= Provided passage =
11. Knowledge Aims / A. Knowledge / 4. Belief / e. Belief holism
How do you count beliefs? [Fodor]
     Full Idea: There is no agreed way of counting beliefs.
     From: Jerry A. Fodor (In a Critical Condition [2000], Ch.16)
11. Knowledge Aims / C. Knowing Reality / 3. Idealism / c. Empirical idealism
Berkeley seems to have mistakenly thought that chairs are the same as after-images [Fodor]
     Full Idea: Berkeley seems to have believed that tables and chairs are logically homogeneous with afterimages. I assume that he was wrong to believe this.
     From: Jerry A. Fodor (In a Critical Condition [2000], Ch.16)
12. Knowledge Sources / B. Perception / 6. Inference in Perception
Maybe explaining the mechanics of perception will explain the concepts involved [Fodor]
     Full Idea: Why mightn't fleshing out the standard psychological account of perception itself count as learning what perceptual justification amounts to?
     From: Jerry A. Fodor (In a Critical Condition [2000], Ch. 1)
12. Knowledge Sources / C. Rationalism / 1. Rationalism
Rationalism can be based on an evolved computational brain with innate structure [Fodor]
     Full Idea: Pinker's rationalism involves four main ideas: mind is a computational system, which is massively modular with a lot of innate structure resulting from evolution.
     From: Jerry A. Fodor (In a Critical Condition [2000], Ch.17)
12. Knowledge Sources / D. Empiricism / 2. Associationism
According to empiricists abstraction is the fundamental mental process [Fodor]
     Full Idea: According to empiricists, the fundamental mental process is not theory construction but abstraction.
     From: Jerry A. Fodor (In a Critical Condition [2000], Ch.12)

= Raw data =
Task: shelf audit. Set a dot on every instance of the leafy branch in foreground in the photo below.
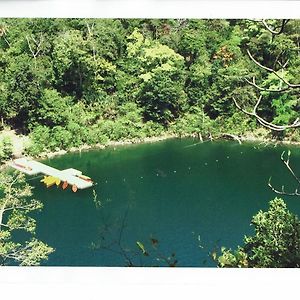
(15, 205)
(275, 244)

= Written task =
Extend the list of philosophy ideas on knowledge, starting after its last entry on empiricism and abstraction.

= Response =
12. Knowledge Sources / D. Empiricism / 5. Empiricism Critique
Rationalists say there is more to a concept than the experience that prompts it [Fodor]
     Full Idea: That there is more in the content of a concept than there is in the experiences that prompt us to form it is the burden of the traditional rationalist critique of empiricism (as worked out by Leibniz and Kant).
     From: Jerry A. Fodor (In a Critical Condition [2000], Ch.12)
13. Knowledge Criteria / B. Internal Justification / 5. Coherentism / b. Pro-coherentism
We can no more expect a precise definition of coherence than we can of the moral ideal [Ewing]
     Full Idea: I think it is wrong to tie down the advocates of the coherence theory to a precise definition. ...It would be altogether unreasonable to demand that the moral ideal should be exhaustively defined, and the same may be true of the ideal of thought.
     From: A.C. Ewing (Idealism: a critical survey [1934], p.231), quoted by Erik J. Olsson - Against Coherence 7.6
     A reaction: I strongly agree. It is not a council of despair. I think the criteria of coherence can be articulated quite well (e.g by Thagard), and the virtues of enquiry can also be quite well specified (e.g. by Zagzebski). Very dissimilar evidence must cohere.
13. Knowledge Criteria / B. Internal Justification / 5. Coherentism / c. Coherentism critique
If undetailed, 'coherence' is just a vague words that covers all possible arguments [Ewing]
     Full Idea: Without a detailed account, coherence is reduced to the mere muttering of the word 'coherence', which can be interpreted so as to cover all arguments, but only by making its meaning so wide as to rob it of almost all significance.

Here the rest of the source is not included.